(Point annotation records)

• • • •

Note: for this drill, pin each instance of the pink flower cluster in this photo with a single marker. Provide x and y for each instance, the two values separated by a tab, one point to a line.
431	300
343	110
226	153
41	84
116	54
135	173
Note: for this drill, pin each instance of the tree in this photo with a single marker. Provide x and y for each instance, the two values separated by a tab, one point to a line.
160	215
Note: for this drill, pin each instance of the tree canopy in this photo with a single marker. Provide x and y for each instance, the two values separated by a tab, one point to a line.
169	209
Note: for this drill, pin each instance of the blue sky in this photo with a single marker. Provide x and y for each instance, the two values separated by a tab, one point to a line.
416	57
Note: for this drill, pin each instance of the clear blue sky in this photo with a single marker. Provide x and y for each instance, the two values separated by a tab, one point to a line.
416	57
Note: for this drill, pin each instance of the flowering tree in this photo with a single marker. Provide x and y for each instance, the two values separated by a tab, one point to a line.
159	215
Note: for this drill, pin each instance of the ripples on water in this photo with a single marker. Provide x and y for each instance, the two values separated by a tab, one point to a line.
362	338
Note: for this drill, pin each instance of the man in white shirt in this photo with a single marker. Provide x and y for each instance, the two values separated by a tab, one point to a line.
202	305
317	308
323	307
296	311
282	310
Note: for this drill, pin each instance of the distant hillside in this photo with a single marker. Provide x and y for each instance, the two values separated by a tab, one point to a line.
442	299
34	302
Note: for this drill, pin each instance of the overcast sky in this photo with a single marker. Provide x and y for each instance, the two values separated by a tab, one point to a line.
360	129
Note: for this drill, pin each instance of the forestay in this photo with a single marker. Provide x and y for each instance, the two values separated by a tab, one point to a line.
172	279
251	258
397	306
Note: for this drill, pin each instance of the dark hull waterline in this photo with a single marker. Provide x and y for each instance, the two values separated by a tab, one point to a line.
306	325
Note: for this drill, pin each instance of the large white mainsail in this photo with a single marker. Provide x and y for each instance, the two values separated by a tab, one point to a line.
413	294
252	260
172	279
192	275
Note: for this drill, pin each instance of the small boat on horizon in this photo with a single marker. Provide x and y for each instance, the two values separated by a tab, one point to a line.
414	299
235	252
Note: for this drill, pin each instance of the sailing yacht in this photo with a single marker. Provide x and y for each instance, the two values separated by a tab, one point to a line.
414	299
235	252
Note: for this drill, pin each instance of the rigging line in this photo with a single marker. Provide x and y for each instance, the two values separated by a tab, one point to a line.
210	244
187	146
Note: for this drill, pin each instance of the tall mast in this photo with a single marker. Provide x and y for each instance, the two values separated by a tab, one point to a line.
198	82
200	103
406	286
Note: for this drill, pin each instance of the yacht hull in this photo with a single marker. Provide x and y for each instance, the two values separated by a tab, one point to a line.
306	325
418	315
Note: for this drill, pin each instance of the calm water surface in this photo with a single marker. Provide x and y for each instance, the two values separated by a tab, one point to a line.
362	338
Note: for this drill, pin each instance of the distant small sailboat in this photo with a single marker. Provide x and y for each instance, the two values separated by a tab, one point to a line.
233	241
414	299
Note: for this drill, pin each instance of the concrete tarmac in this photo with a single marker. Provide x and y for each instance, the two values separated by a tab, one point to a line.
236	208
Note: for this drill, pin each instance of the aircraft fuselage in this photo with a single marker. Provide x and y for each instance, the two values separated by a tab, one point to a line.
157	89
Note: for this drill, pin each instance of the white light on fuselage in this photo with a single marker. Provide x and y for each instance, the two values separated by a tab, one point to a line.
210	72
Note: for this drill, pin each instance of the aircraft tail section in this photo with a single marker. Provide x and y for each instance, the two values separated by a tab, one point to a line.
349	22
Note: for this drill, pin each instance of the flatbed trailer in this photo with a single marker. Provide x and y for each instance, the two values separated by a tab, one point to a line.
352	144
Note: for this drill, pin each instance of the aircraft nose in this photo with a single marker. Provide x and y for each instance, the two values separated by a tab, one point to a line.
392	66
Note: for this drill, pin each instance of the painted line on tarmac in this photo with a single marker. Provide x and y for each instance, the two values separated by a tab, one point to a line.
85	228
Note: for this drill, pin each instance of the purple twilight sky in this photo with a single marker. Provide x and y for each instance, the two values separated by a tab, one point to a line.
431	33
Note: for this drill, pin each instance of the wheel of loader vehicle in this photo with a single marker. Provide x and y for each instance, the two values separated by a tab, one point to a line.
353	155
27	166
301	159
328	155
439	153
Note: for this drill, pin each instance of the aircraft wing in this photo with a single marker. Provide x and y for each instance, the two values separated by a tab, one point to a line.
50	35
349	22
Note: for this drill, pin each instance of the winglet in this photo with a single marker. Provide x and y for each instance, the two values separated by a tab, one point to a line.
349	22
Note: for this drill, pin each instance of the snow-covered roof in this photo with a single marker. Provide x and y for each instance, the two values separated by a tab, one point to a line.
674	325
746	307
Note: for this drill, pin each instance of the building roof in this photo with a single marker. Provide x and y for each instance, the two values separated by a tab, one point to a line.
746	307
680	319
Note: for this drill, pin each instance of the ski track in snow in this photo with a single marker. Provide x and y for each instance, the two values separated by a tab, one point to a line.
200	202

• • • •

# TASK BRIEF:
Update every one of the lines above by swapping "single marker" for "single point" wherever it occurs, and leave the rest untouched.

# SOLUTION TO THIS EXERCISE:
Note: for this drill, pin each instance of the pink flower cluster in this photo with a single point. Provide x and y for each instance, the two values separated by a tab, one point to a line.
431	300
343	110
226	153
41	84
116	54
135	173
Note: for this drill, pin each instance of the tree in this photo with a single point. Provide x and y for each instance, the two values separated by a tab, one point to a line.
160	215
Note: for this drill, pin each instance of the tree canopy in this photo with a single point. Provide x and y for each instance, the two values separated by a tab, one point to a line.
169	209
Note: for this drill, pin each instance of the blue sky in this photo with a single point. Provide x and y for each instance, the two values separated by a tab, one point to a line.
416	57
Note: for this drill, pin each instance of the clear blue sky in this photo with a single point. Provide x and y for each instance, the two values separated by a tab, one point to a line.
416	57
Note: for this drill, pin each instance of the flowering tree in this photo with a single point. Provide x and y for each instance, the two values separated by a tab, one point to a line.
159	215
Note: for this drill, pin each instance of the ripples on water in this photo with a single point. Provide x and y for each instance, the two values separated by a tab, one point to a line.
362	338
Note: for this drill, pin each instance of the man in white shirt in this photo with a single point. Provide x and y for each instance, the two values separated by a tab, one point to a line.
202	305
317	308
323	307
296	311
282	310
Note: for this drill, pin each instance of the distant hillside in this photo with a single point. Provide x and y for each instance, the two values separated by a tab, one point to a line.
442	299
34	302
Note: for this drill, pin each instance of the overcast sky in this photo with a single point. Provide x and y for each instance, the two values separated by a tab, one point to a line.
360	129
Note: for this drill, pin each instance of the forestay in this photo with a single point. Provide x and y for each instance, the two values separated by a tab, one point to a line.
172	279
251	258
397	306
Note: for this drill, pin each instance of the dark hull waterline in this photo with a single point. Provide x and y for each instance, the two values separated by a tab, one point to a line.
306	325
Note: for this drill, pin each instance of the large white mainsail in this photo with a single point. Provide x and y for each instance, the two values separated by a tab, one point to a line.
413	294
252	260
172	279
192	275
Note: for this drill, pin each instance of the small boat on horizon in this photo with a single point. Provide x and y for each instance, the two values separated by a tab, one point to a line.
414	299
235	252
Note: for this drill, pin each instance of the sailing yacht in this photo with a single point. Provide x and y for each instance, the two values separated by a tab, one point to a line.
414	299
235	252
Note: for this drill, pin each instance of the rigging line in this photo with a single point. Provide x and y for each instance, the two values separated by a tab, one point to a line.
210	244
187	146
Note: for this drill, pin each instance of the tall mast in this photo with a single point. Provide x and y for each instance, the two values separated by a tab, one point to a line.
198	82
200	103
406	286
Note: for this drill, pin each instance of the yacht hull in this photo with a single point. Provide x and y for each instance, the two values separated by a tab, one point to a line.
306	325
418	315
Note: for this drill, pin each instance of the calm water surface in this photo with a single point. Provide x and y for each instance, the two values separated by a tab, one point to a line.
362	338
Note: for this drill, pin each instance of the distant small sailboat in this photo with a single point. Provide x and y for each instance, the two values separated by a tab, one point to a line.
233	241
414	299
Note: for this drill, pin each instance of the concrete tarmac in this photo with a single point. Provide x and y for each instance, the two values separated by a tab, one point to a line.
236	208
Note: for this drill, pin each instance of the aircraft fuselage in this photo with a single point. Provide x and y for each instance, the two values separated by a tab, one point to a line.
157	89
Note: for this drill, pin each instance of the white light on fuselage in this photo with a single point. Provide x and y for each instance, the two values separated by a tab, one point to a line.
210	72
Note: for this drill, pin each instance of the aircraft tail section in this photo with a single point. Provide x and y for each instance, the two values separated by a tab, one point to a line.
349	22
Note: for this drill, pin each instance of the flatbed trailer in this photo with a single point. Provide x and y for each instance, the two values separated by a tab, one point to a line.
352	144
Note: for this drill, pin each instance of the aircraft nose in this photo with a single point. Provide x and y for each instance, the two values separated by a tab, one point to a line.
392	66
Note: for this drill, pin each instance of the painted line on tarmac in this photo with a single point. Provide x and y for each instance, the two values separated by a tab, one point to a line.
85	228
Note: for this drill, pin each instance of the purple twilight sky in this photo with a single point. Provide x and y for each instance, the two values separated by a tab, one point to a line.
431	33
Note: for this drill, pin each instance of the wheel of loader vehicle in this photo with a single point. Provide x and y for each instance, the two values separated by a tab, one point to a line.
353	155
27	166
301	159
328	155
439	153
Note: for this drill, pin each instance of the aircraft wing in this photo with a single point. Provide x and y for each instance, the two values separated by a tab, one point to a line.
50	35
349	22
Note: for this drill, pin each instance of the winglet in this photo with a single point. Provide x and y for each instance, the two values separated by a tab, one point to a line.
349	22
Note: for this drill, pin each instance of the snow-covered roof in this photo with a single point. Provide x and y for each instance, the two values separated by a tab, one point to a line.
674	325
746	307
Note: for this drill, pin each instance of the building roof in this photo with a single point. Provide x and y for each instance, the two values separated by a tab, one point to a line.
746	307
680	319
Note: for this drill, pin each instance of the ski track in snow in this photo with a single point. Provide x and y for each instance, the two values separated by a tab, one point to a line.
200	202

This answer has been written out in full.